──────── SUPPLIED PASSAGE
# Ask Uncle Colin: An Algebraic Puzzler

Dear Uncle Colin,

If you know that $a$ is an algebraic number, how do you prove that $ai$ is also algebraic?

Am Lost! Get Equations But Real Analysis Is Confusing

Hi, ALGEBRAIC, and thanks for your message!

I’m in the same boat – my real analysis lectures were at the other end of town from my French classes, so I always pitched up ten minutes late, out of puff and missing the context of whatever Professor Falconer was talking about.

### Exploration

So, with that in mind, I typically have to work stuff like this up from the ground using examples, and try to generalise from them.

In this case, I went for the simplest thing I could think of (although I’ve since come up with a simpler example - of which more later): I know that 2 and 3 are algebraic because $(x-2)(x-3) = x^2 - 5x + 6$ – and an algebraic number is one that’s a zero of any polynomial with real, rational coefficients.

How can I generate a satisfactory polynomial that has $2i$ and $3i$ as zeros? $(x-2i)(x-3i)$ doesn’t work, because $x^2 - 5ix - 6$ doesn’t have real coefficients.

However, there’s a lemma I can use: if $p + iq$ is a root of a real polynomial, so is $p - qi$ – so I need to include $-2i$ and $-3i$ as roots as well. That give $(x-2i)(x-3i)(x+2i)(x+3i) = x^4 + 13x^2 + 36$, which is the kind of polynomial we want.

And what I’ve done there is take a polynomial $p(x)$ with roots $A$ and $B$, then work out $p(ix)p(-ix)$ – which has roots $\pm Ai$ and $\pm Bi$.

So much for an example. Does it always work?

### A sketchy proof

Recap: we’re trying to prove that if $a$ is algebraic, then so is $ai$.

We know (by definition) that there’s a polynomial with real, rational coefficients, $p(x)$, such that $p(a)=0$.

We want to show that $q(x) = p(ix)p(-ix)$ has two properties:

- It has $ai$ as a root
- It has rational, real coefficients.
────────────────
** LIST OF TASKS **
a - In the Uncle Colin letter, why does $(x-2i)(x-3i)$ fail to give a suitable polynomial?
b - Extract the passage of the Uncle Colin letter from "I’m in the same" up to and including "was talking about.".
The entries that come after this have no connection to the Uncle Colin letter.
──────── MATERIAL
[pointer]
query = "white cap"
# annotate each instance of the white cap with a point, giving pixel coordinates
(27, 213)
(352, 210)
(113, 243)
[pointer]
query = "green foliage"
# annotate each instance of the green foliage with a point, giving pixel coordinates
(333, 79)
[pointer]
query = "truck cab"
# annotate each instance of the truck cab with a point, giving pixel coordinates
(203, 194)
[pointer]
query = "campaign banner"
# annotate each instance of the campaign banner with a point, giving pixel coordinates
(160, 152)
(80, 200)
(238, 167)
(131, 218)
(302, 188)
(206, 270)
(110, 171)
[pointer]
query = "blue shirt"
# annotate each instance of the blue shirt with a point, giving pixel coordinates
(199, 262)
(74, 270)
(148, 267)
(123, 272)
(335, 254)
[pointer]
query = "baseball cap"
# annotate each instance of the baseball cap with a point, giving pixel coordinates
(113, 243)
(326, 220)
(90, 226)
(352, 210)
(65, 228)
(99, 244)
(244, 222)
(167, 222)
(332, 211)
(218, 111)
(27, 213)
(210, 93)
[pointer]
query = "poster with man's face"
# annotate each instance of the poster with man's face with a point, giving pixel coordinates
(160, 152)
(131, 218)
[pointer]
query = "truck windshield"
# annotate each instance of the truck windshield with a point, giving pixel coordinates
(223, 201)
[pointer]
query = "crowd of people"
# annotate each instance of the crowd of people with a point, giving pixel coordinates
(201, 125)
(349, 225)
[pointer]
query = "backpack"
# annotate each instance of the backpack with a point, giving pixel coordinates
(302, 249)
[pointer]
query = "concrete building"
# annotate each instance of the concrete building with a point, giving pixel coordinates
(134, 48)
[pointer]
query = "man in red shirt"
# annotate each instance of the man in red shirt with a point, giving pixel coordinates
────────────────
** OUTPUTS **
a - It fails because $x^2 - 5ix - 6$ doesn't have real coefficients.

b -
I’m in the same boat – my real analysis lectures were at the other end of town from my French classes, so I always pitched up ten minutes late, out of puff and missing the context of whatever Professor Falconer was talking about.